**DATA IN THIS EXERCISE**
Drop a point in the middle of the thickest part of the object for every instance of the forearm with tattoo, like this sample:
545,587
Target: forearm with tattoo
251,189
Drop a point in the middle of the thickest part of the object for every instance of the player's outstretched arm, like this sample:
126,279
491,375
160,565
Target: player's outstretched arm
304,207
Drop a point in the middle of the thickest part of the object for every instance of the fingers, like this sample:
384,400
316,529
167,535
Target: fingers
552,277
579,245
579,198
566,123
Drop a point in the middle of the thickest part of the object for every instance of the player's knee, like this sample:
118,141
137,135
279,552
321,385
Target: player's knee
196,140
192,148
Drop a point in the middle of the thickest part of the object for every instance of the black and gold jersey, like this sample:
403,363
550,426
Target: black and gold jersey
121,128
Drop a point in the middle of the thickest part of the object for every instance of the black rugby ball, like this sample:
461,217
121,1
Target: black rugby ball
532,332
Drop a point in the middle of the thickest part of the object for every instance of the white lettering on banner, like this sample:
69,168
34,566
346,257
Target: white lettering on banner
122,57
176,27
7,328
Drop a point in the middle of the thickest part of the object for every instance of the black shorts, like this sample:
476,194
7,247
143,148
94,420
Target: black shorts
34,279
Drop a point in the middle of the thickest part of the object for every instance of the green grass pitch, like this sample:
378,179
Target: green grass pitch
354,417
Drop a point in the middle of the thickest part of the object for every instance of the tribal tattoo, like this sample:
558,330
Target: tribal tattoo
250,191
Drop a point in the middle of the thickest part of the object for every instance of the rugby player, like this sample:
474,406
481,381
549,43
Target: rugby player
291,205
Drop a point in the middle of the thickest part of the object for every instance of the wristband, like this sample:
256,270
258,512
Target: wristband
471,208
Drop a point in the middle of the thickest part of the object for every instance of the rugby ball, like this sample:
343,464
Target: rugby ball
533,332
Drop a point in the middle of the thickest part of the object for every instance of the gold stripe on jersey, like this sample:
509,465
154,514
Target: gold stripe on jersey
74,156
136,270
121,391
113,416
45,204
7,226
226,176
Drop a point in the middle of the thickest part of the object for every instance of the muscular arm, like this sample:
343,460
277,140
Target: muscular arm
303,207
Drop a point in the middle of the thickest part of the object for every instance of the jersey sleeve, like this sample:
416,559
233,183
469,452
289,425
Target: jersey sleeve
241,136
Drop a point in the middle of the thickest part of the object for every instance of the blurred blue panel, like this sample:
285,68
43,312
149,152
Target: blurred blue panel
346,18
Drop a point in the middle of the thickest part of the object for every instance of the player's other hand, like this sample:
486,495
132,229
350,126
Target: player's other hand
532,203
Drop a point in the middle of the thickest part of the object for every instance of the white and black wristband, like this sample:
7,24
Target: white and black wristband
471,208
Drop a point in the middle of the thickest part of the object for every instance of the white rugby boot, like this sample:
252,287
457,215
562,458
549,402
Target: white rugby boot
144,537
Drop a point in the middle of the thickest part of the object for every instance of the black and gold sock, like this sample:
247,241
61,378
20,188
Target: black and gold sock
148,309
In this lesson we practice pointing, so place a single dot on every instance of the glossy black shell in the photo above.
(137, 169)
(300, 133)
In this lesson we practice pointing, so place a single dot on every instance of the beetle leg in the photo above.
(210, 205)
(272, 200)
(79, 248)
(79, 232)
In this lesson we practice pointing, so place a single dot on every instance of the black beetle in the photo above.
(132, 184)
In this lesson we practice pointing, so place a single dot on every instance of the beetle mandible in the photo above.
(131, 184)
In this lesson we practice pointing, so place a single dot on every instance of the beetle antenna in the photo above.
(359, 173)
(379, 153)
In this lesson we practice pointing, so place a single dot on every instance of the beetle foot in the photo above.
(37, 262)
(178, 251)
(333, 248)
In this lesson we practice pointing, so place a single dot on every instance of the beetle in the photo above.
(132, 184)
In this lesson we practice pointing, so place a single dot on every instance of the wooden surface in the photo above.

**WHAT YOU HAVE TO DO**
The complete listing is to be repeated word for word.

**RESPONSE BOX**
Drop a point in the middle of the thickest part of the object for every instance of the forearm with tattoo, like this sample:
545,587
Target: forearm with tattoo
251,189
Drop a point in the middle of the thickest part of the object for every instance of the player's outstretched arm, like this sample:
126,279
491,375
160,565
Target: player's outstretched arm
304,207
Drop a point in the middle of the thickest part of the object for every instance of the fingers, like this sample:
384,400
316,529
167,535
Target: fingers
552,277
579,245
579,198
566,123
Drop a point in the middle of the thickest part of the object for every instance of the player's knee, like this sample:
118,141
137,135
279,552
321,385
Target: player's knee
196,140
192,148
Drop a point in the middle of the thickest part of the object for every instance of the black and gold jersey, like this sample:
403,363
550,426
Target: black and gold jersey
121,128
Drop a point in the middle of the thickest part of the object for every instance of the black rugby ball, like this sample:
461,217
121,1
Target: black rugby ball
532,332
Drop a point in the middle of the thickest part of the object for every instance of the white lettering on banner, like this sample:
69,168
34,566
346,257
Target: white lettering on banner
122,57
176,27
7,328
Drop a point in the middle of the thickest part of the object for every instance of the black shorts, like this sample:
476,194
7,247
143,148
94,420
Target: black shorts
34,279
Drop a point in the middle of the thickest part of the object for every instance of the green grass pitch, like this sample:
378,179
Target: green grass pitch
354,417
Drop a point in the middle of the thickest part of the object for every instance of the tribal tattoo, like this sample:
558,330
Target: tribal tattoo
250,191
Drop a point in the middle of the thickest part of the object for every instance of the rugby player, like this sample:
474,406
481,381
549,43
Target: rugby player
291,205
Drop a point in the middle of the thickest part of the object for every instance of the wristband, like this sample:
256,270
258,512
Target: wristband
471,208
Drop a point in the middle of the thickest part of the object for every instance of the rugby ball, like this sample:
343,464
Target: rugby ball
533,332
Drop a point in the middle of the thickest part of the object for every instance of the gold stripe on jersey, like this sample:
509,465
154,514
Target: gold stripe on jersey
74,156
136,270
121,391
113,416
45,204
7,226
226,176
Drop a point in the middle of the thickest part of the object for every instance of the muscular arm, like this sample:
343,460
277,140
Target: muscular arm
303,207
Drop a point in the middle of the thickest part of the object for every instance of the jersey sleeve, like this sample:
416,559
233,183
469,452
289,425
Target: jersey sleeve
241,136
Drop a point in the middle of the thickest part of the object for every instance of the blurred blue panel, like this sample:
285,68
43,312
149,152
Target: blurred blue panel
346,18
Drop a point in the middle of the thickest part of the object for every instance of the player's other hand, like this sample:
486,495
132,229
350,126
Target: player's other hand
532,203
Drop a point in the middle of the thickest part of the object for every instance of the white and black wristband, like this sample:
7,24
Target: white and black wristband
471,208
Drop a point in the middle of the thickest part of the object for every instance of the white rugby boot, like this sample:
252,287
457,215
562,458
549,402
Target: white rugby boot
144,537
Drop a point in the middle of the thickest part of the object for every instance of the black and gold sock, like this sample:
247,241
61,378
20,188
Target: black and gold sock
148,309
In this lesson we practice pointing, so place a single dot on every instance of the glossy black shell in the photo above.
(137, 169)
(300, 133)
In this lesson we practice pointing, so place a single dot on every instance of the beetle leg in the photo above.
(210, 205)
(272, 200)
(79, 248)
(79, 232)
In this lesson we practice pointing, so place a single dot on every instance of the black beetle in the photo above.
(132, 184)
In this lesson we practice pointing, so place a single dot on every instance of the beetle mandible in the photo above.
(131, 184)
In this lesson we practice pointing, so place a single dot on every instance of the beetle antenna in the photo above.
(359, 173)
(379, 153)
In this lesson we practice pointing, so place a single dot on every instance of the beetle foot in the photo above.
(37, 262)
(178, 251)
(333, 248)
In this lesson we practice pointing, so place a single dot on every instance of the beetle in the photo above.
(132, 184)
In this lesson we practice pointing, so place a single dot on every instance of the wooden surface in the photo above.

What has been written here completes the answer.